═══ Records supplied ═══
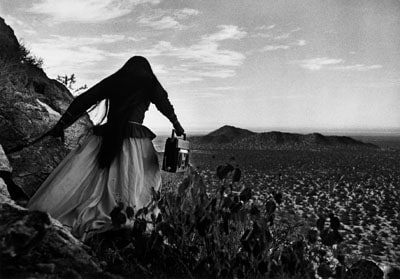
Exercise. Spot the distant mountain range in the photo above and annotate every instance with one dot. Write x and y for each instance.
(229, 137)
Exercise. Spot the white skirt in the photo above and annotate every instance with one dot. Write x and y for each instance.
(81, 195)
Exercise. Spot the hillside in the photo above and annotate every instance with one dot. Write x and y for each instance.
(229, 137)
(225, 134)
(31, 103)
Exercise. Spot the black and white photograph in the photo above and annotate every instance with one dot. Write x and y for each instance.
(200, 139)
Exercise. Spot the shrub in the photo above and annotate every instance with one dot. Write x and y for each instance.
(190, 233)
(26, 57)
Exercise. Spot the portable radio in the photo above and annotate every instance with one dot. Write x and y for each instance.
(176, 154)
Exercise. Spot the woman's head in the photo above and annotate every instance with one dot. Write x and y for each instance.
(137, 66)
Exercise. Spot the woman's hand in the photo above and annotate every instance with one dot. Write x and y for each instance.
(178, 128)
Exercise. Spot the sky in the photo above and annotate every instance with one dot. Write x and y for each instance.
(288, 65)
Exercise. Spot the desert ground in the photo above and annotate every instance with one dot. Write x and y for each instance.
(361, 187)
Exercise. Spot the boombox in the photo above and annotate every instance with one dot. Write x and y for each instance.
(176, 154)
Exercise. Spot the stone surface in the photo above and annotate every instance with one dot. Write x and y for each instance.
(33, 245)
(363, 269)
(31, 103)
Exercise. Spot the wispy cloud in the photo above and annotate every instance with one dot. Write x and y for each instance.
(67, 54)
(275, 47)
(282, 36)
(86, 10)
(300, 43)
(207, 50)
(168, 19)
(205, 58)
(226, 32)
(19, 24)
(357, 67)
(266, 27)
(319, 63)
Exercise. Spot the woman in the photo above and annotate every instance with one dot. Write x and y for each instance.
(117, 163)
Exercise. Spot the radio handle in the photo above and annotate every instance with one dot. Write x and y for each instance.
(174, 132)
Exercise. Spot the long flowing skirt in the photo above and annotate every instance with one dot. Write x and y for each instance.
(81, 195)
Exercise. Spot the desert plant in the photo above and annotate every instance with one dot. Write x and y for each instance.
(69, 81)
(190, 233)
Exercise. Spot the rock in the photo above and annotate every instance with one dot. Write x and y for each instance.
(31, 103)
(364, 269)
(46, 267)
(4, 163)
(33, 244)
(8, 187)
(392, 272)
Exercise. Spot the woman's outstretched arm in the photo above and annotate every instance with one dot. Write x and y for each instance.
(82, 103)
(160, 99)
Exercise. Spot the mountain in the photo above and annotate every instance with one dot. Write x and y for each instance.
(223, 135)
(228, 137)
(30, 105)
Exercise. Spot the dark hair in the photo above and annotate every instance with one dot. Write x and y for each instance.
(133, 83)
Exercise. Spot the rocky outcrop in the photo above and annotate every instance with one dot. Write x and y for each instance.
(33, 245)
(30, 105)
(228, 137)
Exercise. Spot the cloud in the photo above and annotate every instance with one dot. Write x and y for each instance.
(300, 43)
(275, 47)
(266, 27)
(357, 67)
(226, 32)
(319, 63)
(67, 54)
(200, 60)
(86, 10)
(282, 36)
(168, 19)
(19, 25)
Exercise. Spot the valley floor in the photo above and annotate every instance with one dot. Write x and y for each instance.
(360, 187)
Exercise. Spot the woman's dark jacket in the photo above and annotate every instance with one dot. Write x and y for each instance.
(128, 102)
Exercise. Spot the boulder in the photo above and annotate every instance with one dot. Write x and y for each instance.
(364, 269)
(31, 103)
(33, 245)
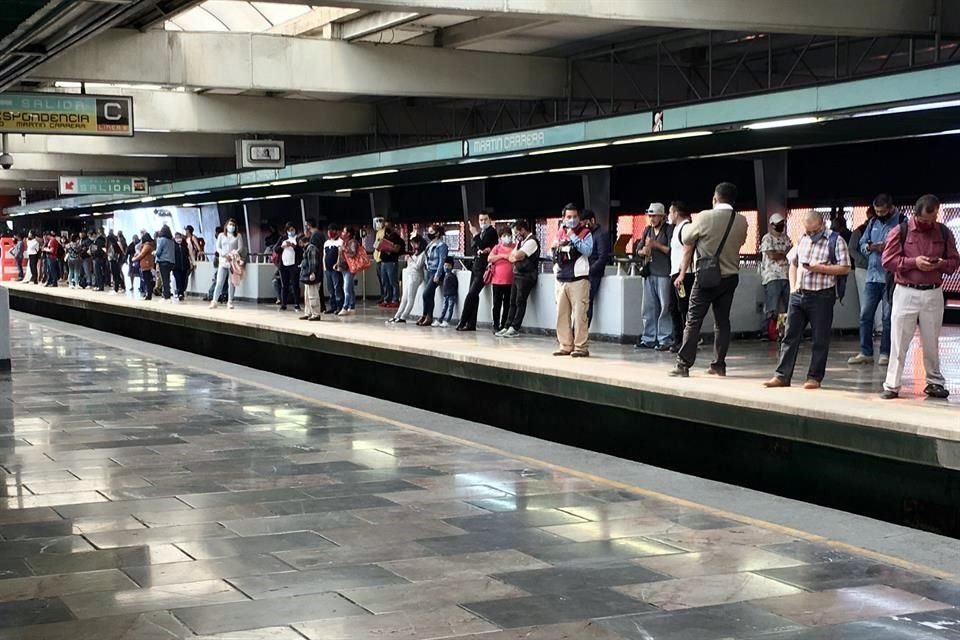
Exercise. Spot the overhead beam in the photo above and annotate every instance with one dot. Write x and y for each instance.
═══
## Exercise goal:
Go through the listing above and quote it exactly, apart from its images.

## Problem solution:
Exercise. Spot the distant mountain range in the photo above and annotate every instance with one dot. Write x and y for each instance.
(229, 137)
Exercise. Spot the white skirt in the photo above and annotate every instance with one dot. Write x and y for each instance.
(81, 195)
Exercise. Spot the hillside in the photo above and annotate every instance with one dot. Write x and y for each instance.
(229, 137)
(225, 134)
(31, 103)
Exercise. Spot the black and white photograph in the photo above and annotate every instance with one dot. Write x and y for each instance.
(200, 139)
Exercise. Spot the shrub in the photo above and annotate every instance with one dot. Write x and y for each instance.
(190, 233)
(26, 57)
Exercise. Spot the portable radio in the photo above and annotate every instance with one dot. Write x and y for each instance.
(176, 154)
Exercise. Spot the woman's head in the photo above and annotate every instance with one dot. Write x and y for each instance.
(137, 66)
Exercise. Spot the woman's hand in the photo above and annotate every instance with one dot. Write x and y for each instance.
(178, 128)
Exercise. Spot the sky in the photo above and annotate every instance with one dot. Write x and y for each instance.
(288, 65)
Exercise. Spot the desert ground in the photo above and annotate every instance with one dot. Write x and y for each instance.
(361, 187)
Exercise. Spot the boombox in the photo above and annotate every instance with one dot. Write x and y for each instance.
(176, 154)
Exercise. Spot the stone surface in the photo above and annotate every instance with one dot. Write x and y for each instance.
(33, 245)
(363, 269)
(31, 103)
Exercise. Spot the wispy cloud in the photo above and annotate every instance with one dot. Write x and y for each instance.
(67, 54)
(275, 47)
(282, 36)
(86, 10)
(300, 43)
(207, 50)
(168, 19)
(205, 58)
(226, 32)
(19, 24)
(357, 67)
(266, 27)
(319, 63)
Exercise. Spot the woman in the photo above and annotate every instance with one dot. Write x and y for each instance.
(117, 163)
Exercise. Spot the radio handle in the photo above and annotate every instance with one dot. Write x and y for each instance.
(174, 132)
Exercise. Spot the long flowing skirt in the photo above and annotate every instance with one dot. Write x and y for each instance.
(81, 195)
Exercise. Spot the desert plant in the photo above and annotate every instance with one dot. Write x and y for each instance.
(69, 81)
(190, 233)
Exercise. Spot the rock in the photo above and annotate every instance with one dot. Write x and y for each instance.
(31, 103)
(364, 269)
(46, 267)
(4, 163)
(33, 244)
(8, 187)
(392, 272)
Exercise. Spot the woman's outstretched arm in the photo above and annotate every instance with one dot. Write x and y for each instance.
(82, 103)
(160, 99)
Exercise. Spot the mountain in the photo above and annotate every instance with one dot. Write x and y for each instance.
(223, 135)
(228, 137)
(30, 105)
Exercise. Spot the dark hair in the photo above and annotate every instance with one dot. Write x and y for each instance.
(133, 83)
Exercise. Spot the rocky outcrop in the photo above and annotate every instance with one dot. Write x and y for each instance.
(33, 245)
(30, 105)
(228, 137)
Exercise. Spot the cloud in the photo above and annotate every instance with one dot. Write x and y for each instance.
(300, 43)
(275, 47)
(266, 27)
(357, 67)
(226, 32)
(319, 63)
(67, 54)
(200, 60)
(86, 10)
(282, 36)
(168, 19)
(19, 25)
Exercise. Spot the valley floor in the photo above and annotate every instance with one dot. Write x and y for each instance.
(360, 187)
Exercise. Spot the woman's dark jacket in the photo above and annotate every instance with one dot. Write x and y for each instance.
(128, 102)
Exercise. Spot the boulder in the photo above and annotate every instance with one dot. Write x and y for each instance.
(364, 269)
(31, 103)
(33, 245)
Exercise. Spot the overhead beam in the photo above and annotate every instance with one dot. Write x and y for each instance.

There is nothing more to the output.